WHAT THE EXERCISE ASKS: Beginning at the line containing "Where can the cheek" and continuing to the end of the records below, give each line again exactly as it stands, and only those lines.

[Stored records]
--- BEGIN ---
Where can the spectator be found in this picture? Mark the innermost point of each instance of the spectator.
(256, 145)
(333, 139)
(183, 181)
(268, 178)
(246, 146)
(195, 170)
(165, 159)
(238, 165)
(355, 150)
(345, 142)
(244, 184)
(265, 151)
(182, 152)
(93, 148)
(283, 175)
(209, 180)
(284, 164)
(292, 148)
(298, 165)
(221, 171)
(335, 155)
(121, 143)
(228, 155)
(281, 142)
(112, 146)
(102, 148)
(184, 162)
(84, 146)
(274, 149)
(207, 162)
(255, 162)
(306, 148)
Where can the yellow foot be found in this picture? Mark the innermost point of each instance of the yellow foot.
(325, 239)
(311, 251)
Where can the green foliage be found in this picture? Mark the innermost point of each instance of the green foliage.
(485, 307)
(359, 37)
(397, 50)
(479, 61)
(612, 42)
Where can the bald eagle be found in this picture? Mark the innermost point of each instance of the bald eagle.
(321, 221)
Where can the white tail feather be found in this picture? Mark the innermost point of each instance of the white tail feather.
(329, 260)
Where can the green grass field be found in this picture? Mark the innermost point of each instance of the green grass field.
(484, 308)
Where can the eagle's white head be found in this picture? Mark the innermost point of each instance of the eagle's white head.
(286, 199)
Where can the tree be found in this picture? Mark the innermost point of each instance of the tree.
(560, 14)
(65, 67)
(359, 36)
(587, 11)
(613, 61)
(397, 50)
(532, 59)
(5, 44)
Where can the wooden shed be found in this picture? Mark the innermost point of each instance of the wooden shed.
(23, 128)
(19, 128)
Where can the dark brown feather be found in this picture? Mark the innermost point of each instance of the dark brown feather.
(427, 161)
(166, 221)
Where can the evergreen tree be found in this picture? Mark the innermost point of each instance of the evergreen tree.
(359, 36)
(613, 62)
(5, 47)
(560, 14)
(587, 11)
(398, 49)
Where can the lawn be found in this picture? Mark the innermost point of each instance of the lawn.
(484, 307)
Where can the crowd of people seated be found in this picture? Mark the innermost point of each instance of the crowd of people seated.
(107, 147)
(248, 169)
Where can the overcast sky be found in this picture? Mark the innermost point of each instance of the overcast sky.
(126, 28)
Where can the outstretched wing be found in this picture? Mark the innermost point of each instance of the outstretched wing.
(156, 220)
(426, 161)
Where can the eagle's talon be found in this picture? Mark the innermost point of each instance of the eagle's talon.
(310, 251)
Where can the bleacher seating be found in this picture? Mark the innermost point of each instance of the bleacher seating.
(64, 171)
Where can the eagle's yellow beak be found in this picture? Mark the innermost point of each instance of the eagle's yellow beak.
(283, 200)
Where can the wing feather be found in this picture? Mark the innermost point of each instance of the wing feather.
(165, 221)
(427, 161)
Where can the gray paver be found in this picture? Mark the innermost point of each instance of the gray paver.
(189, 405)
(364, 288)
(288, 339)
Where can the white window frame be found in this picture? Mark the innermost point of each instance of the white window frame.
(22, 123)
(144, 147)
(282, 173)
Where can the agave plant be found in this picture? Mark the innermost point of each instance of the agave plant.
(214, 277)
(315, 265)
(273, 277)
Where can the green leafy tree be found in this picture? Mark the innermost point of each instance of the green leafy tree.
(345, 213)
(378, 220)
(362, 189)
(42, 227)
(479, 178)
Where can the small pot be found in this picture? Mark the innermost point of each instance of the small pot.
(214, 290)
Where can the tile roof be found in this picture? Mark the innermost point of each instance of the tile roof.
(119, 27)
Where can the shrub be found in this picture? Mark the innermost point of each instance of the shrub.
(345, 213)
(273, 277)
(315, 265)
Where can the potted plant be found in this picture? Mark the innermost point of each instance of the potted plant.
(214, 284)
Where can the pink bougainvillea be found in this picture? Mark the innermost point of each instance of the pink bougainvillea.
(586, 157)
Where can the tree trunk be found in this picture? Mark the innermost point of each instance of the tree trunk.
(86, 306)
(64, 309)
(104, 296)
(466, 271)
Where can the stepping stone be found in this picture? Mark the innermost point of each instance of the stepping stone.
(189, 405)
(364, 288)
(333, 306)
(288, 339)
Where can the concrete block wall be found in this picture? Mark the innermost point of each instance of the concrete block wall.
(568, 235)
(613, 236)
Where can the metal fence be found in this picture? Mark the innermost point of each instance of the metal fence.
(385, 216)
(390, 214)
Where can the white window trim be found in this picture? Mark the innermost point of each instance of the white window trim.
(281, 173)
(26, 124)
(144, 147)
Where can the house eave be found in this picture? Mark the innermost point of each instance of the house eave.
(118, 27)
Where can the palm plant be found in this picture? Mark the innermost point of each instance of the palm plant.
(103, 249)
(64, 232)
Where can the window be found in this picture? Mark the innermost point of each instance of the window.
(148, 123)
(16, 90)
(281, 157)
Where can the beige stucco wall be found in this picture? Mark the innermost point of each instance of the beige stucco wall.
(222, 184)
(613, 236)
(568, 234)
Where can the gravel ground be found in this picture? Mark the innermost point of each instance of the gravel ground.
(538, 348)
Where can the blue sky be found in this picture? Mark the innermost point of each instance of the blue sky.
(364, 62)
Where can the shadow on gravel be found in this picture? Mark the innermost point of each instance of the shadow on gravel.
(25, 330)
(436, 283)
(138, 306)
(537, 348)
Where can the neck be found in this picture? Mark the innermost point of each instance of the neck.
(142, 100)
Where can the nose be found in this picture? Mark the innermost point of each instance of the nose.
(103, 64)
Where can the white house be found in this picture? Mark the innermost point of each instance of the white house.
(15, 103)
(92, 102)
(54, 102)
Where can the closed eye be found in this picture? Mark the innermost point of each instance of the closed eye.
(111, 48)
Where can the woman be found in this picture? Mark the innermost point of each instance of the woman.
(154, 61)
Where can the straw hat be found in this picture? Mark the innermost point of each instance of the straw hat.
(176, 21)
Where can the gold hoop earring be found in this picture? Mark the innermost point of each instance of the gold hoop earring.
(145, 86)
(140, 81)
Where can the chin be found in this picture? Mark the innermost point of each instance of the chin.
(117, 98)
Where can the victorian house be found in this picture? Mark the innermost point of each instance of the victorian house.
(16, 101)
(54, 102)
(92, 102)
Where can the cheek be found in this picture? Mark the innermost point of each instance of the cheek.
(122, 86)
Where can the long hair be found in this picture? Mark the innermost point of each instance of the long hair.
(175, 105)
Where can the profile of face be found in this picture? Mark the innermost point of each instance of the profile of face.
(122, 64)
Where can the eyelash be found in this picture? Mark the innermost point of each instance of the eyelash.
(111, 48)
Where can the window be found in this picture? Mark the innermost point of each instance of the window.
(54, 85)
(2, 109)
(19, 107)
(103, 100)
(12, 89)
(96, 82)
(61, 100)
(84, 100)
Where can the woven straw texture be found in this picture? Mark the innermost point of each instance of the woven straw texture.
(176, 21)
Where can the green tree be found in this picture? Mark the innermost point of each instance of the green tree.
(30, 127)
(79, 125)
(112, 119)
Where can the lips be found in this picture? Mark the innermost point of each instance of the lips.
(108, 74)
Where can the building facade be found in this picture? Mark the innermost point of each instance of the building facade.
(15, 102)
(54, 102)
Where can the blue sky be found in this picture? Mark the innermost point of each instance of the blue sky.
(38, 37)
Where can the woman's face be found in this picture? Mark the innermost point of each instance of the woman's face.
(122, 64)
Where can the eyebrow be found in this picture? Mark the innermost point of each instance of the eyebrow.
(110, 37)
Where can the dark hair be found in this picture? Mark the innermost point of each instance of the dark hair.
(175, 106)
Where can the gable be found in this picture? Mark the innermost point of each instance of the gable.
--- END ---
REPLY TO THE EXERCISE:
Where can the cheek be found in this picture? Mark the innermost point of each instance of the cheek.
(122, 86)
Where can the long hair be found in this picture? Mark the innermost point of each instance of the long hair.
(175, 105)
Where can the profile of face be found in this picture? Mark the innermost point of each instance of the profile of face.
(122, 64)
Where can the eyelash be found in this picture? Mark the innermost point of each instance of the eyelash.
(111, 48)
Where can the window be found in this picture? Mark the innermost point of each instance of the window.
(54, 85)
(2, 109)
(19, 107)
(103, 100)
(12, 89)
(96, 82)
(61, 100)
(84, 100)
Where can the woven straw texture be found in this picture? Mark the innermost point of each instance of the woven straw texture.
(176, 21)
Where can the green tree be found in this picture? Mark the innermost point of each instance of the green tree.
(30, 127)
(79, 125)
(112, 119)
Where can the lips be found in this picture? Mark the innermost point of each instance of the lips.
(108, 74)
Where can the building facade be found in this picture? Mark the innermost point of each instance of the building facade.
(15, 102)
(54, 102)
Where can the blue sky be found in this picture? Mark the innermost point of each instance of the blue sky.
(38, 37)
Where can the woman's face be found in this picture? Mark the innermost point of each instance of the woman's face.
(122, 64)
Where can the eyebrow be found in this picture? Mark the innermost point of each instance of the eyebrow.
(110, 37)
Where can the dark hair be found in this picture? Mark the innermost point of each instance of the dark hair.
(175, 106)
Where can the gable be found in this picture? Mark the innermost point of each instance of the gable.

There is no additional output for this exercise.